WORK TO COMPLETE
Rewrite the rows from the one containing "Report the location of each instance of the meadow" through the one containing "x=639, y=444", both included, substituting "pasture" for every "meadow" and leaving everything else unchanged.

SUPPLIED DATA
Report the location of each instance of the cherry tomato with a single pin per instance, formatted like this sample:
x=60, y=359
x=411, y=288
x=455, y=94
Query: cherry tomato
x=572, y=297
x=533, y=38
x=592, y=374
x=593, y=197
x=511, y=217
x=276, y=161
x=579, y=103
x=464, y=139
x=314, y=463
--
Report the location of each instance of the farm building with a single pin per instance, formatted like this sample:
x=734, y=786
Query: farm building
...
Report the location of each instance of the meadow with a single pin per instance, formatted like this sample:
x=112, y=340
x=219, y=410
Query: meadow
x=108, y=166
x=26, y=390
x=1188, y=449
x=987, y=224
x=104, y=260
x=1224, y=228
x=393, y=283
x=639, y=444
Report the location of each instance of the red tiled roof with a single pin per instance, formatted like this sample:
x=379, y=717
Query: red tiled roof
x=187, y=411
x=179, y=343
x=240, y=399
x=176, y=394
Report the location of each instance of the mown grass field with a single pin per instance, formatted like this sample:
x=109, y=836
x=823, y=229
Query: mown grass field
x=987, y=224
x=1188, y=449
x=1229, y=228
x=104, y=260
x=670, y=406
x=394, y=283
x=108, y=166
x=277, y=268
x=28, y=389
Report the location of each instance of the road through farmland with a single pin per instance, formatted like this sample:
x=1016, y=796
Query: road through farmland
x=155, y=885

THE COMPLETED TASK
Report the location of each instance of the pasture with a single pin per instance, formatted like this sample:
x=112, y=340
x=219, y=410
Query: pasture
x=108, y=166
x=26, y=390
x=1188, y=449
x=987, y=224
x=104, y=260
x=1224, y=228
x=393, y=283
x=639, y=444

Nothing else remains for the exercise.